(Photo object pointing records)
* Begin *
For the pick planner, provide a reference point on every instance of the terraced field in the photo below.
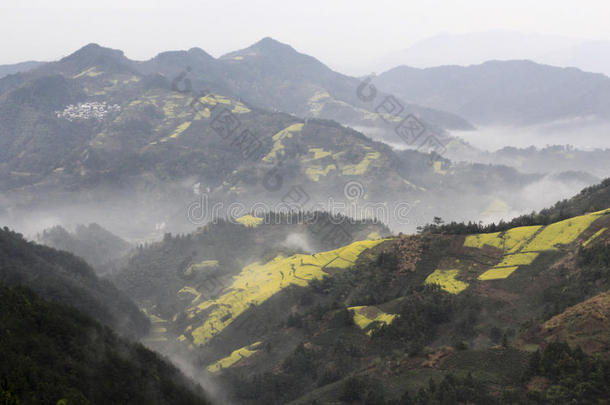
(447, 280)
(234, 357)
(258, 282)
(368, 318)
(520, 247)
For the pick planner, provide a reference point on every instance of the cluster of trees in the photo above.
(62, 277)
(569, 376)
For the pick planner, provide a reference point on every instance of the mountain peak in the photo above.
(93, 51)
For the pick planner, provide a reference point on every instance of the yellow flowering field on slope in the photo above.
(510, 241)
(498, 273)
(258, 282)
(561, 233)
(364, 316)
(446, 279)
(278, 146)
(594, 236)
(234, 357)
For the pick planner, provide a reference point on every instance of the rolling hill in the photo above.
(517, 92)
(61, 277)
(94, 133)
(53, 354)
(477, 315)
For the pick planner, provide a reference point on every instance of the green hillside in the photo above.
(383, 320)
(61, 277)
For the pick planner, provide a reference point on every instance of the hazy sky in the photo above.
(341, 33)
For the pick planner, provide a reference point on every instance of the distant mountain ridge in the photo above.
(6, 70)
(504, 92)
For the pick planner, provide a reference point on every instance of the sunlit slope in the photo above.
(520, 247)
(234, 357)
(258, 282)
(446, 279)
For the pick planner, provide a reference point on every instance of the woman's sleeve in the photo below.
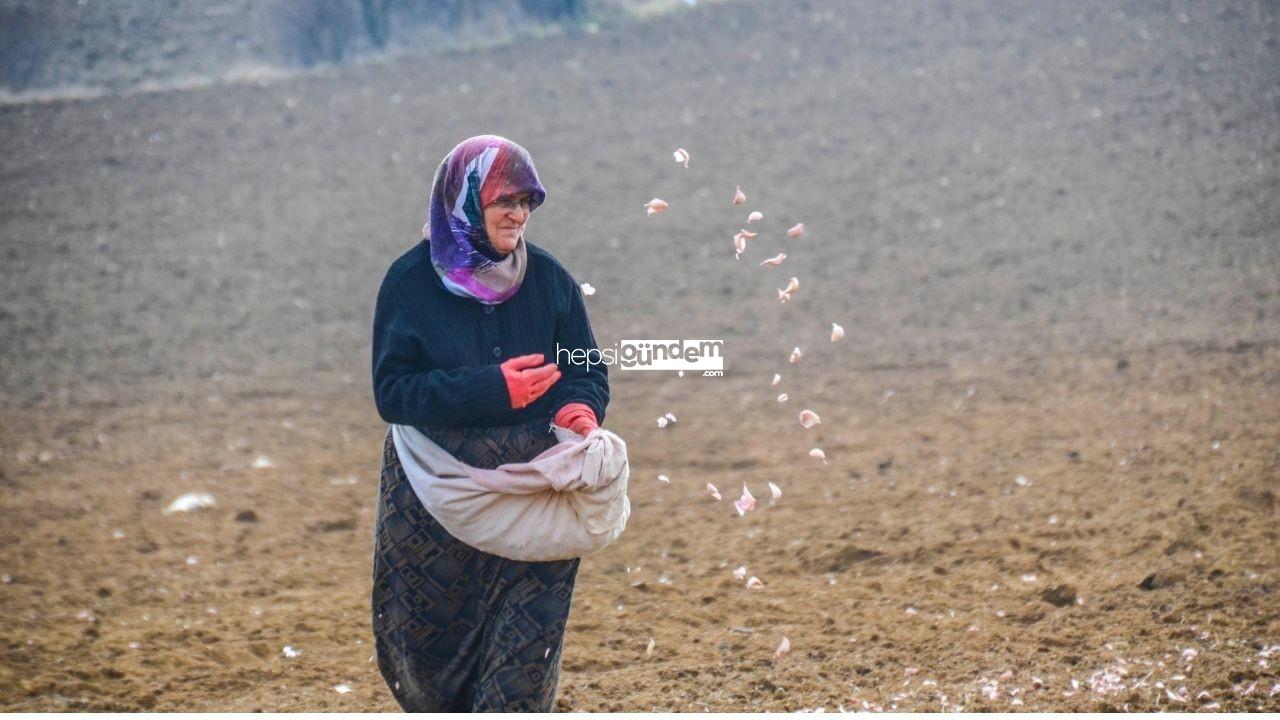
(408, 392)
(579, 383)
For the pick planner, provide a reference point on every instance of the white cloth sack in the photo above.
(567, 502)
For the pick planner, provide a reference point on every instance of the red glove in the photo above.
(528, 378)
(577, 417)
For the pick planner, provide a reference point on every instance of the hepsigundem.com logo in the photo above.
(689, 355)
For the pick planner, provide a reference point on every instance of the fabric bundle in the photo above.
(566, 502)
(474, 174)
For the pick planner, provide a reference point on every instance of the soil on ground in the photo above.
(1050, 232)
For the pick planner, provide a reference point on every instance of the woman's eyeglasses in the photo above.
(521, 201)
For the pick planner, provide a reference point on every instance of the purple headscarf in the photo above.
(474, 174)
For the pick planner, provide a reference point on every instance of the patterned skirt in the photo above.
(457, 629)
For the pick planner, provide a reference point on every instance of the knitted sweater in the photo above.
(437, 355)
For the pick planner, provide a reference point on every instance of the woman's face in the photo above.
(504, 220)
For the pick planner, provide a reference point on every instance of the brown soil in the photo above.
(1050, 232)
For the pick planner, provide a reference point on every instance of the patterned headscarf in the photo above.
(471, 176)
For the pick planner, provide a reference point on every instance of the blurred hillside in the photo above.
(77, 48)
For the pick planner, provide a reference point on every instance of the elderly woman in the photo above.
(465, 327)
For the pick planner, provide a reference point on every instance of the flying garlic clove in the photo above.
(744, 504)
(784, 648)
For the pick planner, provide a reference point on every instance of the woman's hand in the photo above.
(528, 378)
(577, 417)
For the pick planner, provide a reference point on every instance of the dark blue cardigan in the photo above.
(437, 355)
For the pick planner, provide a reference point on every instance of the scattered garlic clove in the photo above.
(784, 648)
(744, 504)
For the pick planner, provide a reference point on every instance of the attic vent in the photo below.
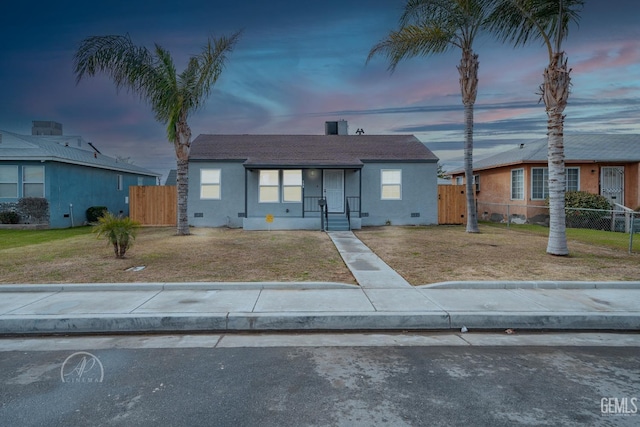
(336, 128)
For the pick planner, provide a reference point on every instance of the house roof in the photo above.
(15, 147)
(310, 150)
(581, 148)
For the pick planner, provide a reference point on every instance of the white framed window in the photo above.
(573, 179)
(517, 184)
(8, 181)
(292, 186)
(210, 180)
(269, 191)
(539, 183)
(33, 181)
(391, 184)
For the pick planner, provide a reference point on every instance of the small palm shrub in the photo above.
(117, 230)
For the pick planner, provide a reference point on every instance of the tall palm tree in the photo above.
(152, 76)
(430, 27)
(518, 21)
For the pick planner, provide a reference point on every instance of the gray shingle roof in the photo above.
(310, 150)
(621, 148)
(14, 147)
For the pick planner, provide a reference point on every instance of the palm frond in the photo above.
(521, 21)
(117, 57)
(411, 41)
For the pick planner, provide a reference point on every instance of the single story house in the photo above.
(597, 163)
(262, 182)
(67, 171)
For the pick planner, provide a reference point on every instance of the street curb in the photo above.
(314, 322)
(531, 285)
(173, 286)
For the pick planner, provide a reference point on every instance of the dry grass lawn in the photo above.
(447, 253)
(421, 254)
(207, 255)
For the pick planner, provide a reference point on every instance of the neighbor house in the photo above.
(596, 163)
(282, 181)
(67, 171)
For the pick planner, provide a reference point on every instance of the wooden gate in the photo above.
(154, 204)
(452, 204)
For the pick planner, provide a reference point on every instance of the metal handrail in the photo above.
(348, 213)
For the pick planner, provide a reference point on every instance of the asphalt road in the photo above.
(317, 385)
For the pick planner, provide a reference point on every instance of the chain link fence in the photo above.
(618, 219)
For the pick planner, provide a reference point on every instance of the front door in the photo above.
(334, 189)
(612, 184)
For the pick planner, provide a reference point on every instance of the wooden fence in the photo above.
(452, 204)
(154, 204)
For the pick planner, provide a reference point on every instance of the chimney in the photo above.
(40, 127)
(336, 128)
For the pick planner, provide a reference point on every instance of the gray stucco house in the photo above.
(67, 171)
(262, 182)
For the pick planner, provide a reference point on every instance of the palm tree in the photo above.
(152, 76)
(435, 26)
(518, 21)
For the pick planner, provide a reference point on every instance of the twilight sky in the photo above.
(300, 63)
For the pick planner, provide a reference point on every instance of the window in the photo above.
(517, 184)
(210, 184)
(539, 183)
(573, 179)
(292, 186)
(269, 186)
(33, 181)
(391, 180)
(8, 181)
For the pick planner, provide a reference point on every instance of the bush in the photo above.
(95, 212)
(119, 231)
(9, 218)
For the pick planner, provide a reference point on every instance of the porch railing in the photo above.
(353, 202)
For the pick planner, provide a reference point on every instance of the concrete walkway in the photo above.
(172, 307)
(383, 301)
(368, 269)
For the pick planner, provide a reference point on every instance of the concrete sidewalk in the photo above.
(173, 307)
(382, 301)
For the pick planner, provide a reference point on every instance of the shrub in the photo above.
(95, 212)
(119, 231)
(9, 217)
(585, 200)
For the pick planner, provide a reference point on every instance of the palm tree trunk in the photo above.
(182, 145)
(555, 92)
(468, 70)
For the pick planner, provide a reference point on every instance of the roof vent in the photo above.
(336, 128)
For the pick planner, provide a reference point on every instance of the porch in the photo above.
(308, 199)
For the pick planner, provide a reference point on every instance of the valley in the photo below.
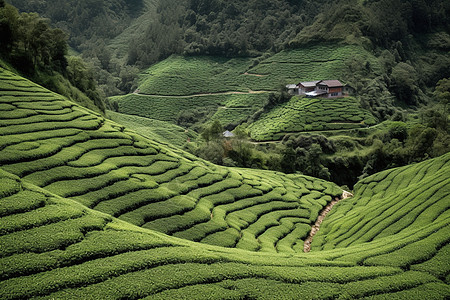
(224, 149)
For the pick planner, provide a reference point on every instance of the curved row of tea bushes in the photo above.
(82, 156)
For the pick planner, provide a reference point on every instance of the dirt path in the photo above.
(202, 95)
(321, 217)
(257, 75)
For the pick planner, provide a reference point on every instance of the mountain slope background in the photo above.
(393, 53)
(67, 174)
* End *
### Instructions for the task
Convert the lines that begin with the one containing "background in the photo above." and continue to the end of the records into a JSON list of strings, one string per line, leaving out blank lines.

### Result below
[
  "For the pick planner, provide a reference point on every instance of the mountain slope background in the photo above.",
  "(393, 53)",
  "(67, 174)"
]